**Problem description:** Would you restate all the data that follows, word for word?

**Data entries:**
begin

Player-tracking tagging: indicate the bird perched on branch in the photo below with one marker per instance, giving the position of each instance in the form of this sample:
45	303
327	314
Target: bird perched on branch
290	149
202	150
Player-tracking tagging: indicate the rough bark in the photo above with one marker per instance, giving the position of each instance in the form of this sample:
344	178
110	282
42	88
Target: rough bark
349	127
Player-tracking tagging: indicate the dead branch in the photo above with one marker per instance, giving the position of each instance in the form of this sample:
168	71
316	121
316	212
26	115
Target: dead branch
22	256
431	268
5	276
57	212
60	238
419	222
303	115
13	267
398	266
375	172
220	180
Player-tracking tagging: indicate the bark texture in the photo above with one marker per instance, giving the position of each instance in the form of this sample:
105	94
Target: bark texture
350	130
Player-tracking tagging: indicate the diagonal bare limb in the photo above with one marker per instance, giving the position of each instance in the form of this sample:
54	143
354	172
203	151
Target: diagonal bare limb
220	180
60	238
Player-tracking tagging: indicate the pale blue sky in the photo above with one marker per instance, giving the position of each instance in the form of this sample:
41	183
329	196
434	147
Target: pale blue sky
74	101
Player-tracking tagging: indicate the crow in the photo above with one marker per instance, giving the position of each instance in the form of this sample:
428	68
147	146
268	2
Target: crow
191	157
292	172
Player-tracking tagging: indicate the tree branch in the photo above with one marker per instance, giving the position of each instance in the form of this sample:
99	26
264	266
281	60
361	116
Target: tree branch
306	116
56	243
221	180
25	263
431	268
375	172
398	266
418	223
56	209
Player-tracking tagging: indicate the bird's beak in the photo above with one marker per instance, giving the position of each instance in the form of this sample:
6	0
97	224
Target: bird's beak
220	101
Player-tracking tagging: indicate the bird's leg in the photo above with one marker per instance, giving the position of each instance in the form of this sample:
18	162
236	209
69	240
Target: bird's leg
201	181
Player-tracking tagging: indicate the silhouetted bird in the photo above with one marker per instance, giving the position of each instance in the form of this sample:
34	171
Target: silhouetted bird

end

**Task answer:**
Player-tracking tagging: indicate the bird perched on branch in the photo below with one marker per instance, giving the position of each instance in the form of this sample:
45	303
327	314
Target: bird perched on branch
290	149
202	150
Player-tracking tagging: indicate the rough bark in the photo above with one marker per instance, giving the position of each instance in the form of this sample:
344	178
110	282
42	88
Target: rough bark
349	127
Player-tracking tagging: indicate the dead branch in the photo above with one marker per instance, giving the position of each instance in the form of this sample:
168	71
316	121
316	212
26	115
Target: dead branch
22	256
431	268
5	276
57	212
60	238
419	222
303	115
13	267
398	266
375	172
220	180
Player-tracking tagging: indicate the bark texture in the photo above with one marker per instance, giving the position of each instance in the form of this sample:
105	94
Target: bark texture
350	130
Player-tracking tagging: indicate the diagonal bare limb in the photo above with one marker per instance, giving the position of each instance in the form of this sample:
54	143
354	172
203	151
Target: diagonal bare limb
220	180
60	238
Player-tracking tagging: indicate the pale blue sky in the photo above with one marker per instance, giving the position of each instance in the form of this sample:
41	183
329	196
434	147
Target: pale blue sky
74	101
Player-tracking tagging: indicate the crow in the photo above with one marker per instance, giving the position of each instance in the form of this sample:
428	68
147	146
268	2
Target: crow
191	157
292	172
Player-tracking tagging: indicate the tree branch in the photo above with one marker per instance, giving the position of each instance in the form of this sample:
99	26
264	266
281	60
361	116
Target: tree branch
306	116
56	243
221	180
25	263
431	268
375	172
398	266
418	223
56	209
Player-tracking tagging: indicate the bird's beak in the photo above with one marker per instance, giving the position of each instance in the form of this sample:
6	0
97	224
Target: bird's beak
220	101
Player-tracking tagging: indicate the bird's leg in the photo above with one marker per instance, giving the position of each instance in the form of this sample:
18	162
236	209
69	240
Target: bird's leg
201	181
Player-tracking tagging: indicate the silhouetted bird in the photo above with one marker per instance, giving the position of each instance in the form of this sample:
34	171
Target: silhouetted bird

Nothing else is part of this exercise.